--- Problem to work on ---
Character for character, reproduce every entry below.

--- Data for this task ---

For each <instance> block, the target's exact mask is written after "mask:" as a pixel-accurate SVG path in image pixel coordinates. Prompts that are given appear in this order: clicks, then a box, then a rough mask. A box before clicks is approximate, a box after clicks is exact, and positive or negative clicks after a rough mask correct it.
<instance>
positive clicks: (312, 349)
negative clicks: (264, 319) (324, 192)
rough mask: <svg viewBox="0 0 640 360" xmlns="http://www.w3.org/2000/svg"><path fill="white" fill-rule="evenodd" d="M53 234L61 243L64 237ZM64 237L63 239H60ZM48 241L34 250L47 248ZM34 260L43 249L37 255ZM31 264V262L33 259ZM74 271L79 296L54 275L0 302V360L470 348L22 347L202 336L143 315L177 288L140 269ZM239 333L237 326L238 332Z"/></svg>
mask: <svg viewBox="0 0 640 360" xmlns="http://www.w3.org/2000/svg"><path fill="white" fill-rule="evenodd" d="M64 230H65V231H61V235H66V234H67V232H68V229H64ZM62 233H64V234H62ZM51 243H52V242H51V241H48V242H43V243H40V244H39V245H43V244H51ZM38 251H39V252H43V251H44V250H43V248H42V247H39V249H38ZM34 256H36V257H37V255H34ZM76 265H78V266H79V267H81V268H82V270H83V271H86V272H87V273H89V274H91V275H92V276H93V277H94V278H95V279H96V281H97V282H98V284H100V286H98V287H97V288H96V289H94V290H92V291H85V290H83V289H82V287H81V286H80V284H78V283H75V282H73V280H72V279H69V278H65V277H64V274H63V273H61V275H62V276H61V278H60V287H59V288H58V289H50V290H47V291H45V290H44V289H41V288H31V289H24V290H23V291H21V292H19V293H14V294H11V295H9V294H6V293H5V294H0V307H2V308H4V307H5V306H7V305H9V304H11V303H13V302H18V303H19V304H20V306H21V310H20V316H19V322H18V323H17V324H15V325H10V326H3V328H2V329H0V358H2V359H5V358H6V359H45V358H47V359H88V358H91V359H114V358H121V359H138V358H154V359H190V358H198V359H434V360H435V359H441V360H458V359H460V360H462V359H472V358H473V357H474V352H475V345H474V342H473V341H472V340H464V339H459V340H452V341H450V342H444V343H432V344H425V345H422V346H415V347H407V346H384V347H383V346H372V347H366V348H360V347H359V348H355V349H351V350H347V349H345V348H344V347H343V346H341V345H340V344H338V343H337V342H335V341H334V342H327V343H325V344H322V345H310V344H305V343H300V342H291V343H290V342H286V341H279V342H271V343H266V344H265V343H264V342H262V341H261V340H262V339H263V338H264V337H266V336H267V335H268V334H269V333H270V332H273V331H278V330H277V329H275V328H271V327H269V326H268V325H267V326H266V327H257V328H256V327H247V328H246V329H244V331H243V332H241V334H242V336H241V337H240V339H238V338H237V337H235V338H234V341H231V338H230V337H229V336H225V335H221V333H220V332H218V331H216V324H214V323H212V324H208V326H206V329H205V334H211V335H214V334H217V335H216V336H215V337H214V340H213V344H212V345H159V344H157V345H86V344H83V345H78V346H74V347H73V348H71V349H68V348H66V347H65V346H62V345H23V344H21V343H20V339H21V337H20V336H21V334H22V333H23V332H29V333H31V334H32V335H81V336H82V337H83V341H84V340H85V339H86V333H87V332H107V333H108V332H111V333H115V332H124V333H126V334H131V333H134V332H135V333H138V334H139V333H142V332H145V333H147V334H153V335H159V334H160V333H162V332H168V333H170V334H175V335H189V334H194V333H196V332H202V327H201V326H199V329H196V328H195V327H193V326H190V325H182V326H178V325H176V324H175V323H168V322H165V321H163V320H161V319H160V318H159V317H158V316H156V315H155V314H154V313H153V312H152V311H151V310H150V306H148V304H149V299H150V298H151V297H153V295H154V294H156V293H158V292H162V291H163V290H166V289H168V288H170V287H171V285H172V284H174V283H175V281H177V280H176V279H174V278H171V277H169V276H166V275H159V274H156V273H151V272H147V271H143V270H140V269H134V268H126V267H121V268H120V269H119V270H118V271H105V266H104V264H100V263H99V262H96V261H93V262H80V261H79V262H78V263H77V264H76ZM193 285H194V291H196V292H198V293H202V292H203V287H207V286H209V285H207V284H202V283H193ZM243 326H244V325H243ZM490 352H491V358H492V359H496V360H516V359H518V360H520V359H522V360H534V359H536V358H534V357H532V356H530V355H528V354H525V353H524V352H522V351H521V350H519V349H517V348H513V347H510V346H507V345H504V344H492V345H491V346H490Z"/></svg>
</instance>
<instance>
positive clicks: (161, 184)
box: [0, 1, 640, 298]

--- Solution ---
For each <instance> block, the target's exact mask is written after "mask:" as a pixel-accurate SVG path in image pixel coordinates. Prompts that are given appear in this order: clicks, then a box, then a rough mask. A box before clicks is approximate, a box after clicks is exact, and positive or negative clicks after a rough mask correct it.
<instance>
positive clicks: (312, 349)
negative clicks: (264, 319) (324, 192)
rough mask: <svg viewBox="0 0 640 360" xmlns="http://www.w3.org/2000/svg"><path fill="white" fill-rule="evenodd" d="M53 234L61 243L64 237ZM64 237L63 239H60ZM48 241L34 250L47 248ZM34 260L43 249L37 255ZM31 264V262L33 259ZM74 271L79 296L54 275L0 302V360L470 348L22 347L202 336L143 315L177 288L140 269ZM239 333L237 326L238 332Z"/></svg>
mask: <svg viewBox="0 0 640 360" xmlns="http://www.w3.org/2000/svg"><path fill="white" fill-rule="evenodd" d="M64 230H65V231H61V235H66V234H67V232H68V229H64ZM62 233H64V234H62ZM51 243H52V242H51V241H48V242H43V243H40V244H39V245H43V244H51ZM38 251H39V252H43V251H44V250H43V248H42V247H39V249H38ZM34 256H36V257H37V255H34ZM76 265H78V266H79V267H81V268H82V270H83V271H86V272H87V273H89V274H91V275H92V276H93V277H94V278H95V279H96V281H97V282H98V284H100V286H98V287H97V288H96V289H94V290H92V291H85V290H83V289H82V287H81V286H80V284H78V283H75V282H73V280H72V279H69V278H65V277H64V274H63V273H61V275H62V276H61V278H60V287H59V288H58V289H50V290H47V291H45V290H44V289H41V288H31V289H24V290H23V291H21V292H19V293H14V294H11V295H9V294H6V293H5V294H0V307H2V308H4V307H5V306H7V305H9V304H11V303H13V302H18V303H19V304H20V306H21V310H20V316H19V322H18V323H17V324H15V325H10V326H3V328H2V329H0V358H2V359H5V358H6V359H45V358H47V359H88V358H91V359H114V358H121V359H138V358H154V359H190V358H198V359H434V360H435V359H441V360H458V359H460V360H462V359H472V358H473V357H474V352H475V345H474V342H473V341H472V340H464V339H459V340H452V341H450V342H444V343H432V344H425V345H422V346H415V347H407V346H384V347H383V346H372V347H366V348H360V347H359V348H355V349H351V350H347V349H345V348H344V347H343V346H341V345H340V344H338V343H337V342H335V341H334V342H327V343H325V344H322V345H310V344H305V343H300V342H291V343H290V342H286V341H279V342H271V343H266V344H265V343H264V342H262V341H261V340H262V339H263V338H264V337H266V336H267V335H268V334H269V333H270V332H273V331H278V330H277V329H275V328H271V327H269V326H268V325H267V326H266V327H257V328H256V327H247V328H246V329H244V331H243V332H241V334H242V336H241V337H240V339H238V338H237V337H235V338H234V341H231V338H230V337H229V336H225V335H221V333H220V332H218V331H216V324H214V323H212V324H208V326H206V329H205V334H211V335H214V334H217V335H216V336H215V337H214V340H213V344H212V345H159V344H157V345H86V344H83V345H78V346H74V347H73V348H71V349H68V348H66V347H65V346H62V345H23V344H21V343H20V339H21V337H20V336H21V334H22V333H23V332H29V333H31V334H32V335H81V336H82V337H83V341H84V340H85V339H86V333H87V332H107V333H108V332H111V333H115V332H124V333H126V334H131V333H134V332H135V333H138V334H139V333H142V332H145V333H147V334H153V335H159V334H160V333H162V332H168V333H170V334H175V335H189V334H194V333H196V332H202V327H201V326H199V329H196V328H195V327H193V326H190V325H182V326H178V325H176V324H175V323H168V322H165V321H163V320H161V319H160V318H159V317H158V316H156V315H155V314H154V313H153V312H152V311H151V310H150V306H148V304H149V299H150V298H151V297H153V295H154V294H156V293H158V292H162V291H163V290H166V289H168V288H170V287H171V285H172V284H174V283H175V281H177V280H176V279H174V278H171V277H169V276H166V275H159V274H156V273H151V272H147V271H143V270H140V269H134V268H126V267H121V268H120V269H119V270H118V271H105V266H104V264H100V263H99V262H96V261H93V262H80V261H79V262H78V263H77V264H76ZM193 285H194V291H196V292H198V293H202V292H203V287H207V286H209V285H207V284H202V283H193ZM243 326H244V325H243ZM490 352H491V358H492V359H496V360H516V359H518V360H520V359H522V360H534V359H536V358H534V357H532V356H530V355H528V354H525V353H524V352H522V351H521V350H519V349H517V348H513V347H510V346H507V345H504V344H492V345H491V346H490Z"/></svg>
</instance>
<instance>
positive clicks: (161, 184)
box: [0, 1, 640, 298]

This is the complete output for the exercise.